● **Directions for this task**
Word for word, reproduce all of the entries shown below.

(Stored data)
:::
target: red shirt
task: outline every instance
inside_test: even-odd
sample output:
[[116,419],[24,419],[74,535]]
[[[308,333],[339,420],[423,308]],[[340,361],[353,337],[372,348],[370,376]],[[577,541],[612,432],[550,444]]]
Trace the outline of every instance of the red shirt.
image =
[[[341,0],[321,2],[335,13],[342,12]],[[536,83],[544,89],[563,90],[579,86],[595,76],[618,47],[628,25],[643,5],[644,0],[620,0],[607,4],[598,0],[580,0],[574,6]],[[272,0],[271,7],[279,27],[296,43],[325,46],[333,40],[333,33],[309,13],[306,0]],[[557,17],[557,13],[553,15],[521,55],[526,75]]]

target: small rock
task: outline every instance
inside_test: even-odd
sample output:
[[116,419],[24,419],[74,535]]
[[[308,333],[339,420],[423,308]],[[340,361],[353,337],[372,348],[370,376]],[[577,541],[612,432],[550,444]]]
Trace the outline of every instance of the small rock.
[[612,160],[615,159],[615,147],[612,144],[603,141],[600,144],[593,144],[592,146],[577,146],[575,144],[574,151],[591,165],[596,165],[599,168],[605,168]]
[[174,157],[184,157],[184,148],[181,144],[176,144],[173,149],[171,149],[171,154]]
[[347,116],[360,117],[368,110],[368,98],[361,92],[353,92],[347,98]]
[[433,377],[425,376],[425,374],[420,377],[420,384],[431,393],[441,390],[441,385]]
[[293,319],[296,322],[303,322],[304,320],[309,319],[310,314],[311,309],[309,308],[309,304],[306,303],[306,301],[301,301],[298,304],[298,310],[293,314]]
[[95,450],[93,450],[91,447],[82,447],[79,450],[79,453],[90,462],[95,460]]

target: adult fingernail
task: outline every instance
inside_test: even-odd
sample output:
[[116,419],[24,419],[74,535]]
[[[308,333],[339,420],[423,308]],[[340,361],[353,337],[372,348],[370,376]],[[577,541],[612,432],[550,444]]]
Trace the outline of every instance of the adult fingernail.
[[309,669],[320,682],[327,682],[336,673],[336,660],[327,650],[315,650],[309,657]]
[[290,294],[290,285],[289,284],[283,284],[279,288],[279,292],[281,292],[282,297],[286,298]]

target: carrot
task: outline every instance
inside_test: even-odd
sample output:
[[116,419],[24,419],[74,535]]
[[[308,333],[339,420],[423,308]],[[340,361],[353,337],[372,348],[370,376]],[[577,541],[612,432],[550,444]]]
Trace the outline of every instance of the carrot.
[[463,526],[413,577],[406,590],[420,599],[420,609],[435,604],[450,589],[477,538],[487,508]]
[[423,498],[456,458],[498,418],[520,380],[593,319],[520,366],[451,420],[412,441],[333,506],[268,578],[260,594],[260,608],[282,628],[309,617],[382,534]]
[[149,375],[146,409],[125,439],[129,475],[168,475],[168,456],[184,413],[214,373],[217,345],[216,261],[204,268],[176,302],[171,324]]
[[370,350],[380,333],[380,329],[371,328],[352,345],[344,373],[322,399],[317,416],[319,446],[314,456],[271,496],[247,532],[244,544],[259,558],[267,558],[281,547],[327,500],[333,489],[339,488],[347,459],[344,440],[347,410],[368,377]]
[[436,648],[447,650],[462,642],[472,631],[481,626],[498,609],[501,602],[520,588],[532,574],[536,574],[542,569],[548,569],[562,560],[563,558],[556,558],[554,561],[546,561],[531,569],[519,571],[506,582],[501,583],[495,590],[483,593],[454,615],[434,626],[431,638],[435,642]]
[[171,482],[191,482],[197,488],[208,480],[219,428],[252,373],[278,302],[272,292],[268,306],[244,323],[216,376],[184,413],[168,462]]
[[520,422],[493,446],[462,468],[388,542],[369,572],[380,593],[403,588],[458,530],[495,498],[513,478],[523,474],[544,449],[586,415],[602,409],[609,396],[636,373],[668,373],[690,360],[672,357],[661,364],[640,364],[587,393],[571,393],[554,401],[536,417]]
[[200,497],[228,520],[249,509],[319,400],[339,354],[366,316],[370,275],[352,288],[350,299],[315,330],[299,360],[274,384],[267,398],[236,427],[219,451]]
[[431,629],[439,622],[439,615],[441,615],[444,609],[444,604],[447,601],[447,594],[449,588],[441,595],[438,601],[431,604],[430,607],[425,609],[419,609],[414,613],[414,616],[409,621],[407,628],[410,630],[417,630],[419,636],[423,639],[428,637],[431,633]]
:::
● **Written response**
target: red shirt
task: outline every instance
inside_test: even-odd
sample output:
[[116,419],[24,419],[74,535]]
[[[308,333],[339,420],[423,308]],[[340,361],[353,337],[372,348],[370,376]],[[577,541],[612,432],[550,444]]]
Trace the outline of every instance of the red shirt.
image =
[[[341,0],[321,2],[335,13],[342,12]],[[536,83],[544,89],[563,90],[579,86],[595,76],[618,47],[628,25],[643,5],[644,0],[620,0],[607,4],[598,0],[580,0],[574,6]],[[272,0],[271,7],[279,27],[296,43],[325,46],[333,40],[333,33],[309,13],[306,0]],[[557,17],[557,13],[553,15],[521,55],[526,75]]]

target: small rock
task: outline every instance
inside_test: even-odd
sample output:
[[116,419],[24,419],[74,535]]
[[[308,333],[339,420],[423,308]],[[340,361],[353,337],[372,348],[370,376]],[[577,541],[612,432],[550,444]]]
Trace the outline of every instance of the small rock.
[[612,160],[615,159],[615,147],[612,144],[603,141],[600,144],[593,144],[592,146],[577,146],[575,144],[574,151],[591,165],[596,165],[599,168],[605,168]]
[[174,157],[184,157],[184,148],[181,144],[176,144],[173,149],[171,149],[171,154]]
[[347,116],[360,117],[368,110],[368,98],[361,92],[353,92],[347,98]]
[[433,377],[425,376],[425,374],[420,377],[420,384],[431,393],[441,390],[441,385]]
[[293,319],[296,322],[303,322],[304,320],[309,319],[310,314],[311,309],[309,308],[309,304],[306,303],[306,301],[301,301],[298,304],[298,310],[293,314]]
[[95,450],[93,450],[91,447],[82,447],[79,450],[79,453],[90,462],[95,460]]

target: adult fingernail
task: outline every instance
inside_test: even-odd
sample output:
[[116,419],[24,419],[74,535]]
[[[308,333],[339,420],[423,308]],[[340,361],[353,337],[372,348],[370,376]],[[577,541],[612,432],[550,444]]]
Trace the outline of every instance of the adult fingernail.
[[309,669],[320,682],[327,682],[336,673],[336,660],[327,650],[315,650],[309,657]]
[[290,294],[290,285],[289,284],[283,284],[279,288],[279,292],[281,292],[282,297],[286,298]]

target: carrot
task: outline every instance
inside_test: even-odd
sample output:
[[116,419],[24,419],[74,535]]
[[[308,333],[339,420],[423,308]],[[340,361],[353,337],[372,348],[370,376]],[[577,541],[612,432],[550,444]]]
Trace the outline of every instance of the carrot.
[[463,526],[413,577],[406,590],[420,599],[420,609],[435,604],[450,589],[477,538],[487,508]]
[[423,498],[456,458],[498,418],[520,380],[593,319],[520,366],[451,420],[412,441],[333,506],[268,578],[260,594],[260,608],[282,628],[309,617],[382,534]]
[[149,375],[146,409],[125,439],[129,475],[168,475],[168,456],[184,413],[214,373],[217,345],[216,261],[204,268],[176,302],[171,324]]
[[370,350],[380,333],[380,329],[371,328],[352,345],[344,373],[322,399],[317,416],[319,446],[314,456],[271,496],[247,532],[244,544],[259,558],[267,558],[281,547],[327,500],[333,489],[339,488],[347,459],[344,440],[347,410],[368,377]]
[[436,648],[447,650],[462,642],[472,631],[481,626],[498,609],[501,602],[520,588],[532,574],[536,574],[542,569],[548,569],[562,560],[563,558],[556,558],[554,561],[546,561],[531,569],[519,571],[506,582],[501,583],[495,590],[483,593],[454,615],[434,626],[431,638],[435,642]]
[[171,482],[191,482],[197,488],[208,480],[219,428],[252,373],[278,302],[272,292],[268,306],[244,323],[216,376],[184,413],[168,462]]
[[520,422],[493,446],[462,468],[388,542],[369,572],[380,593],[403,588],[458,530],[495,498],[513,478],[523,474],[544,449],[586,415],[602,409],[609,396],[636,373],[668,373],[690,360],[672,357],[661,364],[640,364],[587,393],[571,393],[554,401],[536,417]]
[[200,497],[228,520],[249,509],[319,400],[339,354],[366,316],[370,275],[352,288],[350,299],[315,330],[299,360],[274,384],[267,398],[236,427],[219,451]]
[[431,629],[439,622],[439,615],[441,615],[444,609],[444,604],[447,601],[447,594],[449,588],[441,595],[438,601],[431,604],[430,607],[425,609],[419,609],[414,613],[414,616],[409,621],[407,628],[410,630],[417,630],[419,636],[423,639],[428,637],[431,633]]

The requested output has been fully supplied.